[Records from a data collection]
>>>

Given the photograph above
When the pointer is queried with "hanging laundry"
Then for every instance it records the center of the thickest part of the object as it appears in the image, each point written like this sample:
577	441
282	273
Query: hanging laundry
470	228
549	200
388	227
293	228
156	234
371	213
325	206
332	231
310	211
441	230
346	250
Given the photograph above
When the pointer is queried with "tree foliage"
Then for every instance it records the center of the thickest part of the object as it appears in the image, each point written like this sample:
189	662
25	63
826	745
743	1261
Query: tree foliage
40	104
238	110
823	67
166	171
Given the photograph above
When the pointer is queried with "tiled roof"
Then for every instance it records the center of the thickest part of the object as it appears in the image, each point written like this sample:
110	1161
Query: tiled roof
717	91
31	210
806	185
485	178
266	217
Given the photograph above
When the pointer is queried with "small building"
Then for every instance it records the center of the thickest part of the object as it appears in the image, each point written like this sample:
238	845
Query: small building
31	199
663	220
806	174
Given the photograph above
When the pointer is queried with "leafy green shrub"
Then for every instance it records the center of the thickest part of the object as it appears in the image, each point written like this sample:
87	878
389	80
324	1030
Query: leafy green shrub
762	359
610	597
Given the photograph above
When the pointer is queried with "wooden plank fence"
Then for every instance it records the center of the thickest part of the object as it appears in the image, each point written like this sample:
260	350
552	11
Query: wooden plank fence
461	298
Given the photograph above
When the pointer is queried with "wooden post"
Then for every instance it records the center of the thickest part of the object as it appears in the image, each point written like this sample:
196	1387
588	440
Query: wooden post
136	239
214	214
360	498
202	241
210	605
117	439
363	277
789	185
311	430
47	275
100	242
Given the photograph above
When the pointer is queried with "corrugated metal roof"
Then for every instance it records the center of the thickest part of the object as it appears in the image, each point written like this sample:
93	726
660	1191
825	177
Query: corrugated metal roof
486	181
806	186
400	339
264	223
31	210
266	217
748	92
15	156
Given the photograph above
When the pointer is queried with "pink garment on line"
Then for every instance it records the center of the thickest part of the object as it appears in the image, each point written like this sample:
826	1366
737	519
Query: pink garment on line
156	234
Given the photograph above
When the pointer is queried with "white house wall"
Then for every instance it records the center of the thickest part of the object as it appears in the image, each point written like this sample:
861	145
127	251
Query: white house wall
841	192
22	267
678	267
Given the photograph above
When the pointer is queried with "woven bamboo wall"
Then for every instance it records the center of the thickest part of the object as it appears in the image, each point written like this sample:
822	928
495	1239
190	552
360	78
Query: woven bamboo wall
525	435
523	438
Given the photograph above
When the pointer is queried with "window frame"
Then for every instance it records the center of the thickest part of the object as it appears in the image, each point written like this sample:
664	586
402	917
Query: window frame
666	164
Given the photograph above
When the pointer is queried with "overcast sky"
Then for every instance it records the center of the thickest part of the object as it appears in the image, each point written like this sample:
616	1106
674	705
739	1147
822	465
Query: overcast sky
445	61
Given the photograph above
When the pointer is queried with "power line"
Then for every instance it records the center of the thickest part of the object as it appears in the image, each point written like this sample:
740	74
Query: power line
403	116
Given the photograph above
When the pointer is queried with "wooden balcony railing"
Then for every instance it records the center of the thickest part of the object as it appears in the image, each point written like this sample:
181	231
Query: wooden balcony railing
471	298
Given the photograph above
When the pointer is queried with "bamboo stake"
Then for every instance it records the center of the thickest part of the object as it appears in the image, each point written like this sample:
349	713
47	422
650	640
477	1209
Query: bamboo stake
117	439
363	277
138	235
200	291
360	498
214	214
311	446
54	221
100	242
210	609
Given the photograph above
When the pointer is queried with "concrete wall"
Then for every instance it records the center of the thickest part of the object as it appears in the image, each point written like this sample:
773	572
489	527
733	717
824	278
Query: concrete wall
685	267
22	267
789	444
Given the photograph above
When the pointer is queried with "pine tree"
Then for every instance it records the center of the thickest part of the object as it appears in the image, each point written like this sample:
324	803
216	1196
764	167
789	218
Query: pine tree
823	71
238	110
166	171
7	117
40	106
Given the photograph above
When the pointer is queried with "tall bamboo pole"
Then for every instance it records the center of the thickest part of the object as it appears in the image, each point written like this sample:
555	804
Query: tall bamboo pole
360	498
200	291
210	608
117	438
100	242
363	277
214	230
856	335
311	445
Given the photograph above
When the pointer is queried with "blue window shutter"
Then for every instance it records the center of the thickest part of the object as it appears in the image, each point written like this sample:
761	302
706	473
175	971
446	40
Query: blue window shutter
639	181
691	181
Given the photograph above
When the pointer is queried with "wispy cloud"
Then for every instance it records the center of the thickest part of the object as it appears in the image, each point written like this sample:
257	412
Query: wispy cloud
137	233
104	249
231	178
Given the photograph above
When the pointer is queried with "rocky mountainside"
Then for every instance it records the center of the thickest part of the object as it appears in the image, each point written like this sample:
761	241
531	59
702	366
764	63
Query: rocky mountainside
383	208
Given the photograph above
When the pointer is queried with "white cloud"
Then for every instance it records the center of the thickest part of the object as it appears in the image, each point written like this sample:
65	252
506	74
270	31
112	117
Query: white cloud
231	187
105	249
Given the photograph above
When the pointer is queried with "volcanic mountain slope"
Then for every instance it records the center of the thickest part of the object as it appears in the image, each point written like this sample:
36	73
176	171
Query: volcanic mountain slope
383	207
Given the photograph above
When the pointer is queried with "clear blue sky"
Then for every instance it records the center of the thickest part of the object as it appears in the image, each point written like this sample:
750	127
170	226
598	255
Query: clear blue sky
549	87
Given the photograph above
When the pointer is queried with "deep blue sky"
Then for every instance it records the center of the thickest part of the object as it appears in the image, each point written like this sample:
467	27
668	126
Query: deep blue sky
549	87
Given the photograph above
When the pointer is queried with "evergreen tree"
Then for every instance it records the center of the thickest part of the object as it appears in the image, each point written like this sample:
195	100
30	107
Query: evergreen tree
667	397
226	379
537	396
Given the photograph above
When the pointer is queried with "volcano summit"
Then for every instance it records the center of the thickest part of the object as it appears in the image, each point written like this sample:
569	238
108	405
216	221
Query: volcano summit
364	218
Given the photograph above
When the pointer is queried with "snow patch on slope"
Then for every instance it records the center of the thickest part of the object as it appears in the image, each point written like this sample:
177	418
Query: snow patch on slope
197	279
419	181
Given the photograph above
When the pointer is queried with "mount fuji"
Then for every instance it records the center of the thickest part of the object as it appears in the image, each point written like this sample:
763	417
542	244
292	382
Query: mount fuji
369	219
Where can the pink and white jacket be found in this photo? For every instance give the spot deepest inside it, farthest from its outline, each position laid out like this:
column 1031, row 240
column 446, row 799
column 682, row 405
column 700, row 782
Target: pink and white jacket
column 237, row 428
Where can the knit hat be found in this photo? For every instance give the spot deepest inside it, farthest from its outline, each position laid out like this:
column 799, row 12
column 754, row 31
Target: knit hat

<<<

■ **WRITTEN INSTRUCTION**
Extract each line of the listing above, copying it word for word.

■ **OUTPUT FOR THIS TASK**
Given the photograph above
When the pointer is queried with "hanging laundry"
Then for every instance it records the center of the thickest part of the object as it appears in the image, each point written like this sample:
577	441
282	273
Query: hanging laundry
470	228
549	200
388	227
293	228
156	234
371	213
325	206
332	231
310	211
441	230
346	250
Given the photograph above
When the pointer is queried with "tree foliage"
Then for every instance it records the center of the thickest part of the object as it appears in the image, each point written like this sample:
189	662
25	63
826	745
743	1261
Query: tree foliage
40	104
238	110
823	67
166	171
Given the photograph above
When the pointer is queried with "tiled roof"
Then for every instance it records the center of the thickest part of the object as it appears in the image, each point written like this sample:
110	1161
Query: tiled roof
717	91
31	210
806	185
485	178
266	217
Given the photograph above
When the pointer is queried with "small building"
Then for every instance it records the center of the thickest part of the object as it appears in the image, each point written like this sample:
238	845
Query: small building
31	199
663	220
806	174
Given the photograph above
When the pointer is queried with "leafy green shrub"
Then for every instance it records the center of the thickest part of the object as it appears in the image, each point written like this sample:
87	878
389	80
324	1030
Query: leafy green shrub
762	359
610	597
Given the photograph above
When the pointer is queried with "wooden plank fence"
Then for every instance it records the center of the thickest part of the object as it appears in the image, each point written like this sample:
260	350
552	11
Query: wooden plank fence
461	298
Given the photograph above
When the pointer is queried with "wooden post"
Then for every instance it records the center of the thickest part of the object as it appears in the image, each point written like this sample:
196	1387
588	440
Query: wooden post
136	239
214	214
360	498
202	241
210	605
117	439
363	277
789	185
311	430
47	275
100	242
Given the photograph above
When the pointer is queried with "corrugated metal roof"
Then for every instance it records the center of the thickest part of the object as it appears in the image, each point written like this sample:
93	726
660	1191
825	177
Query: corrugated metal roof
486	181
806	186
400	339
264	223
31	210
266	217
748	92
15	156
Given the photograph above
When the pointer is queried with "pink garment on line"
Then for every instance it records the center of the thickest part of the object as it appears in the image, each point written like this sample:
826	1366
737	519
Query: pink garment on line
156	234
Given the photograph above
When the pointer is queried with "white house wall"
Then for every instance it records the center of the thickest part of the object as it appears in the image, each point written like this sample:
861	145
127	251
Query: white house wall
841	192
22	267
678	267
Given the photograph above
When the pointer is queried with "woven bamboo wall"
Then for every instance it records the center of the thickest part of the object as it appears in the image, each point written like this sample:
822	928
495	1239
190	552
360	78
Query: woven bamboo wall
525	435
523	438
Given the photograph above
When the pointer is queried with "window frame"
Then for every instance it records the center of the thickest part of the object as it appears in the image, each point written like this sample:
664	586
402	917
Query: window frame
666	164
Given the photograph above
When the pointer is queried with "overcast sky"
Then for every instance it records the center of the thickest part of the object as it appears in the image, each point written like this sample:
616	1106
674	705
739	1147
822	465
Query: overcast sky
445	61
Given the photograph above
When the pointer is queried with "power line"
Then for every instance it records the center of the thickest part of the object as it appears in the image, each point written like this sample:
740	74
Query: power line
403	116
Given the photograph above
When the pointer is queried with "wooden balcony railing"
Then for every instance it records the center of the thickest part of the object as it appears in the image, each point written like this sample:
181	231
Query: wooden balcony railing
471	298
Given the photograph above
When the pointer is queried with "bamboo stake"
Then for every instance it records the center of the thickest part of the object as it appears in the image, each point written like this sample:
349	713
47	422
650	640
477	1209
Query: bamboo stake
117	439
363	277
138	235
200	291
360	498
214	214
311	446
54	221
100	242
210	609
Given the photograph above
When the pointer is queried with "concrete wall"
Then for every instance it records the center of the thickest part of the object as it appears in the image, each point written like this sample:
773	572
489	527
733	717
824	278
Query: concrete wall
685	267
22	267
789	444
Given the photograph above
When the pointer is queried with "pine tree"
Then for every instance it records the center of the thickest part of the object as it appears in the image, each point written like this sample:
324	803
216	1196
764	167
789	218
Query: pine tree
823	71
238	110
166	171
7	117
40	106
Given the photograph above
When the pointer is queried with "tall bamboo pole"
Then for every instance it records the center of the thickest part of the object as it appears in the image, each point written like this sample:
555	804
Query: tall bamboo pole
360	498
200	291
210	608
117	438
100	242
363	277
214	230
856	335
311	445
Given the photograph above
When the pointer is queried with "blue window shutter"
Then for every instance it records the center of the thickest part of the object as it appears in the image, each point written like this sample:
761	302
706	473
175	971
446	40
Query: blue window shutter
639	181
691	181
Given the photograph above
When the pointer is queried with "wispy cloud"
Then for every instance it records the center of the thickest part of the object as it appears in the image, each point written like this sample:
257	412
Query: wispy cloud
137	233
104	249
231	178
Given the photograph above
When the pointer is queried with "rocky mountainside"
Then for every instance it records the center of the thickest part of the object as it appears in the image, each point written like this sample:
761	241
531	59
702	366
764	63
Query: rocky mountainside
383	208
Given the photograph above
When the pointer is queried with "white cloud"
Then for every instance it records the center of the thickest part of the object as it appears in the image, each point written like this sample:
65	252
506	74
270	31
112	117
Query: white cloud
231	187
105	249
Given the photograph above
When the pointer is queried with "volcanic mountain slope"
Then for every instance it records the center of the thickest part of the object as it appears in the image, each point written like this sample:
36	73
176	171
Query: volcanic mountain slope
383	207
Given the photograph above
When the pointer is queried with "clear blue sky"
Then for every instance it records the center of the thickest part of the object as it appears in the image, each point written like this sample:
750	127
170	226
598	255
Query: clear blue sky
549	87
Given the photograph above
When the pointer is queried with "deep blue sky"
Then for every instance it records the center of the thickest part of the object as it appears in the image, each point written like this sample:
467	27
668	126
Query: deep blue sky
549	87
Given the photograph above
When the pointer is queried with "evergreen tree"
Then for every instance it records the center of the thickest part of the object as it appears in the image, each point written like this sample:
195	100
30	107
Query: evergreen tree
667	397
226	379
537	396
Given the photograph above
When the pointer is queried with "volcano summit"
Then for every instance it records the center of the thickest part of the object as it appears in the image, each point written like this sample:
569	238
108	405
216	221
Query: volcano summit
364	218
Given the photograph above
When the pointer is queried with "snow patch on slope"
Then for every instance it records the center of the thickest part of the object as it appears in the image, each point written like this sample:
177	418
Query: snow patch on slope
197	279
419	181
Given the photograph above
When the pointer is queried with "mount fuji"
Then for every instance it records the center of the thickest part of the object as it appears in the image, each point written like this sample:
763	417
542	244
292	382
Query: mount fuji
369	219
Where can the pink and white jacket be found in this photo? For every instance give the spot deepest inside it, farthest from its outline, each position laid out like this:
column 1031, row 240
column 446, row 799
column 682, row 405
column 700, row 782
Target: pink and white jacket
column 237, row 428
Where can the knit hat be found in this photo? For every instance give the spot deepest inside it, farthest from its outline, each position laid out like this:
column 799, row 12
column 754, row 31
Target: knit hat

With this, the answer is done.